> [EXERCISE DESCRIPTION]
Some of the lines below need repeating. Reproduce exactly those between the lines holding "# spot one keypoint per instance of the cracked" and "# spot one keypoint per instance of the small", inclusive.

Dataset items

•••

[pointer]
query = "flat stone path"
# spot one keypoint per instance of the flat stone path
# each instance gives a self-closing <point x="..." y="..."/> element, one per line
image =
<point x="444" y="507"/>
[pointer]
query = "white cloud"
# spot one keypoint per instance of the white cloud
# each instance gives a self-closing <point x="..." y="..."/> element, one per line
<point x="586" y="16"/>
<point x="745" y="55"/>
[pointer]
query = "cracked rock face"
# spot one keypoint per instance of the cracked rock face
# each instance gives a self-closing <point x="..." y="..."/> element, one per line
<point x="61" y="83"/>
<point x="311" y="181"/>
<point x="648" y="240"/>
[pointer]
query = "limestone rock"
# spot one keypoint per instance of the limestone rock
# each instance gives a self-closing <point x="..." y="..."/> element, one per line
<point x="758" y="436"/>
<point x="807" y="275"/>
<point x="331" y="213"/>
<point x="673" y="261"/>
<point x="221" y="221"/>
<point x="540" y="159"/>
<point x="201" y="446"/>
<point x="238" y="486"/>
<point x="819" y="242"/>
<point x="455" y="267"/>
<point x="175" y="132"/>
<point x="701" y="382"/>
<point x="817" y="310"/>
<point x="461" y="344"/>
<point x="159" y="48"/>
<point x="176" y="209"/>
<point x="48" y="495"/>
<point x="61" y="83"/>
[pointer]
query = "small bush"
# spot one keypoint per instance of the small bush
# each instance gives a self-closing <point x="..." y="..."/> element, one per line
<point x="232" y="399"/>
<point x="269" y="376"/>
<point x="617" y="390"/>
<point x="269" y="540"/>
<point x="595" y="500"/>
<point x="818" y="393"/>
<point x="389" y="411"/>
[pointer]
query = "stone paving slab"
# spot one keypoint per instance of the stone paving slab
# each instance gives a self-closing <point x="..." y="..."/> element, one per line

•••

> [PROBLEM SOLUTION]
# spot one keypoint per instance of the cracked rock face
# each instance gives a self-closing <point x="..." y="..."/> element, one per line
<point x="61" y="83"/>
<point x="311" y="181"/>
<point x="648" y="240"/>
[pointer]
query = "limestone rock"
# spot one keypoint per instance of the limestone rock
# each instance gives a self-closing <point x="..." y="..."/> element, one per line
<point x="758" y="436"/>
<point x="807" y="275"/>
<point x="331" y="213"/>
<point x="673" y="261"/>
<point x="221" y="221"/>
<point x="540" y="159"/>
<point x="201" y="446"/>
<point x="238" y="486"/>
<point x="819" y="242"/>
<point x="455" y="267"/>
<point x="175" y="132"/>
<point x="701" y="382"/>
<point x="817" y="310"/>
<point x="461" y="344"/>
<point x="159" y="48"/>
<point x="176" y="209"/>
<point x="48" y="495"/>
<point x="61" y="83"/>
[pointer]
query = "small bush"
# spot one keypoint per instance of the small bush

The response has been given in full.